# Provided data
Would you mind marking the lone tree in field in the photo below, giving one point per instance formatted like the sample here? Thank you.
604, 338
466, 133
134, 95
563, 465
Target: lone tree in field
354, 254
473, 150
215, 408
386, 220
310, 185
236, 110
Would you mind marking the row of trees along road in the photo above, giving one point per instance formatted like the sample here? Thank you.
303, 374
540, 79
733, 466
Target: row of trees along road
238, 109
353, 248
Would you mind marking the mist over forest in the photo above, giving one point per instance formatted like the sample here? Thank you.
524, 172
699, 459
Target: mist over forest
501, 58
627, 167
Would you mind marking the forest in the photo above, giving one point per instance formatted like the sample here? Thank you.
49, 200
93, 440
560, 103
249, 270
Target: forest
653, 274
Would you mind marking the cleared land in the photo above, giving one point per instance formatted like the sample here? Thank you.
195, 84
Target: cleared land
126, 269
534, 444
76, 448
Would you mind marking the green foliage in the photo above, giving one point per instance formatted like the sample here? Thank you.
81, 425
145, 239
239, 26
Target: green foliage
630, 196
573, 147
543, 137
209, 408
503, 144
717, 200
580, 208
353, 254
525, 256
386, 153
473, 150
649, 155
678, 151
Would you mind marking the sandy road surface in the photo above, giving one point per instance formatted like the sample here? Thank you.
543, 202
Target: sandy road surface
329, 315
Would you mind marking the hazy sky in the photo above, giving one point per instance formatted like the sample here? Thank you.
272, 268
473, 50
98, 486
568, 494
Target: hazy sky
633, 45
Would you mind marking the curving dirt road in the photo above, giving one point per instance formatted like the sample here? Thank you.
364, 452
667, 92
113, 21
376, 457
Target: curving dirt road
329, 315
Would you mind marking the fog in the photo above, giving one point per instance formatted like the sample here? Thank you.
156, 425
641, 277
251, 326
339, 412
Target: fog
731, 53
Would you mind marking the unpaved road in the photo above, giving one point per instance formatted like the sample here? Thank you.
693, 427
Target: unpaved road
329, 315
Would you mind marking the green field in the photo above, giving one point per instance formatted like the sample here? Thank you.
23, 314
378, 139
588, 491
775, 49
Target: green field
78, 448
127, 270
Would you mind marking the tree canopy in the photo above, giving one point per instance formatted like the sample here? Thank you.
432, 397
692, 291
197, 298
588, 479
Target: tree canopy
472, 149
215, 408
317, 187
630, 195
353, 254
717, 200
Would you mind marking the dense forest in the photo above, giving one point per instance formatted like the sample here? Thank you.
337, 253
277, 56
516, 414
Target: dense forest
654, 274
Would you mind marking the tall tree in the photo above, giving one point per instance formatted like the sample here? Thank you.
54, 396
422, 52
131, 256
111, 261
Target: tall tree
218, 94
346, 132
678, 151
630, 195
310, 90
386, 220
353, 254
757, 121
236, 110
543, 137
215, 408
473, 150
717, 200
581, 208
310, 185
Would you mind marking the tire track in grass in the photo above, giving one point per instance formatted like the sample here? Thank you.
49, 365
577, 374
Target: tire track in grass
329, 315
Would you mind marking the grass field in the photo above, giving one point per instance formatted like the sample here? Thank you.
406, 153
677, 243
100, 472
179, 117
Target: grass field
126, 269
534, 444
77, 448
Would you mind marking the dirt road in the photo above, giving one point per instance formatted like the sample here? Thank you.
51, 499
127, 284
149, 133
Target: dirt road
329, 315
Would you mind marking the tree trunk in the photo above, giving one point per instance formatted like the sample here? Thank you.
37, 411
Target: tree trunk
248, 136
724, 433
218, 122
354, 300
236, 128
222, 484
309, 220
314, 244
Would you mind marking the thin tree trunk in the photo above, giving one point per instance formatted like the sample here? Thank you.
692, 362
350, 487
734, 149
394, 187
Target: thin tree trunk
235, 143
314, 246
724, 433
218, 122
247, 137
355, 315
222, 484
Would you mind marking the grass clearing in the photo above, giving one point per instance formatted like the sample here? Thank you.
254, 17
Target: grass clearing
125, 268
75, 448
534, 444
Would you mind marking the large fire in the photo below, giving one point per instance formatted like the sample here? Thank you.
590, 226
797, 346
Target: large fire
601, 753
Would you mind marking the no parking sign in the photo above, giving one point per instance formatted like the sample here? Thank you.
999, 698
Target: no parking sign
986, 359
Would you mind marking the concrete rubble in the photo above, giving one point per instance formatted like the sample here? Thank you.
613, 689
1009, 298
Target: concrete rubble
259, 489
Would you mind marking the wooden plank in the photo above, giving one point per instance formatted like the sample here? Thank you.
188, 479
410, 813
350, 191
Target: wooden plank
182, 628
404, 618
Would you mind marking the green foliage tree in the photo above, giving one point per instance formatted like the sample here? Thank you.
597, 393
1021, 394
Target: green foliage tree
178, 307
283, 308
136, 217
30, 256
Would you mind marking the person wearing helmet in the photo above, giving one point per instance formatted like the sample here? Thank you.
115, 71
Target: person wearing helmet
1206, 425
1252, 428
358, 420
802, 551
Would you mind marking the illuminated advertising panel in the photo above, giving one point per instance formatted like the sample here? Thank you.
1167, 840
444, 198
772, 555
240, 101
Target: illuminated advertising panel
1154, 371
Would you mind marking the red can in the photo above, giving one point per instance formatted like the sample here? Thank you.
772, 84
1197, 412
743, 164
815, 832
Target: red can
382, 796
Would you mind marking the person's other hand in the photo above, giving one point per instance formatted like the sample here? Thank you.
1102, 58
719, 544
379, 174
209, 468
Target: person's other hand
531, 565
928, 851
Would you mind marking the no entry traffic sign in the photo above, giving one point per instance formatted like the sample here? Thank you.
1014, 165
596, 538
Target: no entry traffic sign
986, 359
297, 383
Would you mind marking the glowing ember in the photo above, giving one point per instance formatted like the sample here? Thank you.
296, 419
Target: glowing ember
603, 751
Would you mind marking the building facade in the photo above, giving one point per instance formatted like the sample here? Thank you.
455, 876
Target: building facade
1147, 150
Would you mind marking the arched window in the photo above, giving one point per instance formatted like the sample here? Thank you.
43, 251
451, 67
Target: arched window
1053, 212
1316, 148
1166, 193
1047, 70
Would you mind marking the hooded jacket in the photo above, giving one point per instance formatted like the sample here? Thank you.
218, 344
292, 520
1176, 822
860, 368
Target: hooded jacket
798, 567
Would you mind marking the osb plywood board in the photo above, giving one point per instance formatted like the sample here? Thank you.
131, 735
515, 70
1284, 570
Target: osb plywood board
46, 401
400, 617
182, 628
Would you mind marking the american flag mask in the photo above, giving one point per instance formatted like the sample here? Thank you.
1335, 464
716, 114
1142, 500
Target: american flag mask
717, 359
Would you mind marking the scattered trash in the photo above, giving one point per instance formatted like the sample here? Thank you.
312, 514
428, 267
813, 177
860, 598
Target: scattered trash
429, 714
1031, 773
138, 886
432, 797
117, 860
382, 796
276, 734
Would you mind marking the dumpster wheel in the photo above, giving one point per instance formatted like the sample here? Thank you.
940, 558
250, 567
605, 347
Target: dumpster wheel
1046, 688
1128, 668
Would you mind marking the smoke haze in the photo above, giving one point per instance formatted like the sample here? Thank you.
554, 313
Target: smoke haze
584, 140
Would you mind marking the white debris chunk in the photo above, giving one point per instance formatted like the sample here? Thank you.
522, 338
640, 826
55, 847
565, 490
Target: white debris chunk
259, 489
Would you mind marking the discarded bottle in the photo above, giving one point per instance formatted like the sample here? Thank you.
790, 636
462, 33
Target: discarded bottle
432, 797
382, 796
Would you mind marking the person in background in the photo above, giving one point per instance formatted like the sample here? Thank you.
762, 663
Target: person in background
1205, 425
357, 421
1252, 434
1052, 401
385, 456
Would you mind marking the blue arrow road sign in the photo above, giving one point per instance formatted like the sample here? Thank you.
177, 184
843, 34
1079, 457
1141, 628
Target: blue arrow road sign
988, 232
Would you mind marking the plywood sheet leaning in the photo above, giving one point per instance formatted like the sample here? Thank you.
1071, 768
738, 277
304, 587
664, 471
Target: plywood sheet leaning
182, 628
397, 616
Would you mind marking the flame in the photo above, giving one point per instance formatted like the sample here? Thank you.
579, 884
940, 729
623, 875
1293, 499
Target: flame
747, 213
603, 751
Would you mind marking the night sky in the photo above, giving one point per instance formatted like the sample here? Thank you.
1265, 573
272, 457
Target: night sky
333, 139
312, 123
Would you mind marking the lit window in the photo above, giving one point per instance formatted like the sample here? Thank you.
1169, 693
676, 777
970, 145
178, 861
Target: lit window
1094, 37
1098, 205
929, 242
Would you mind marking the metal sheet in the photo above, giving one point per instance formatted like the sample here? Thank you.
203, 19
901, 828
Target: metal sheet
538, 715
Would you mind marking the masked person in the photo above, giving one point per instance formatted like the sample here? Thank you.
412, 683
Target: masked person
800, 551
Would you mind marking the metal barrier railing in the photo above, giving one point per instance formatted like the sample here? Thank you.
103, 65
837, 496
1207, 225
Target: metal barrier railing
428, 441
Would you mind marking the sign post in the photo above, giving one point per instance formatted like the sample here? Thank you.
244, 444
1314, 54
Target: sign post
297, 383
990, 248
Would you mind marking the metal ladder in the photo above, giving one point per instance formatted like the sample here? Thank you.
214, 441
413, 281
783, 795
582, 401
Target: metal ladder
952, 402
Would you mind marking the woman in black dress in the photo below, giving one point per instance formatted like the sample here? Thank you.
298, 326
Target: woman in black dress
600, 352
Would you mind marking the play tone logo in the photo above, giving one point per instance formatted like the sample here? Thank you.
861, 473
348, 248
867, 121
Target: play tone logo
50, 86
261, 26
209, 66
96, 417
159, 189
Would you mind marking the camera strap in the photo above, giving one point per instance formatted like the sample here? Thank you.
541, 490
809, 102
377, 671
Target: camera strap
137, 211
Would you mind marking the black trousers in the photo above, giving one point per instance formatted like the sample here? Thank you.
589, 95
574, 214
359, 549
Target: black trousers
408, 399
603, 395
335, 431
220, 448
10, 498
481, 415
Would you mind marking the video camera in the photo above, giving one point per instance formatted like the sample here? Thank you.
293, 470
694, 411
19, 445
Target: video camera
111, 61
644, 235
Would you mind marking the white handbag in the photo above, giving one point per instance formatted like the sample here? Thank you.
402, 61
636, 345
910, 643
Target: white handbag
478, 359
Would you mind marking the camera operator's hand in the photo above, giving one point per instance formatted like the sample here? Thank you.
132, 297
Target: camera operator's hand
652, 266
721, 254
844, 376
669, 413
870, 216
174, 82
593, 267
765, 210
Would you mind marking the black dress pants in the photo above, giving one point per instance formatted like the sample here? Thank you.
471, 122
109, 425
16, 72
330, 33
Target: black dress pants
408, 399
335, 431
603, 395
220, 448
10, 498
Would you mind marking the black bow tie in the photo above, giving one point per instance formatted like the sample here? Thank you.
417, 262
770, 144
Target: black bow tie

# Work request
Where the word "below" is present in a line of the listing, copy that line.

# Solution for this task
Would you mind marking the lone tree in field in the photo below, giving one point per instance formatted like the sample here? Thank you.
Would you mind marking the large fire in the photo below, giving one point per instance formatted like the sample here? Thank you.
Would you mind marking the woman in black dress in the photo below, giving one point per instance formatted like the sample here? Thank you.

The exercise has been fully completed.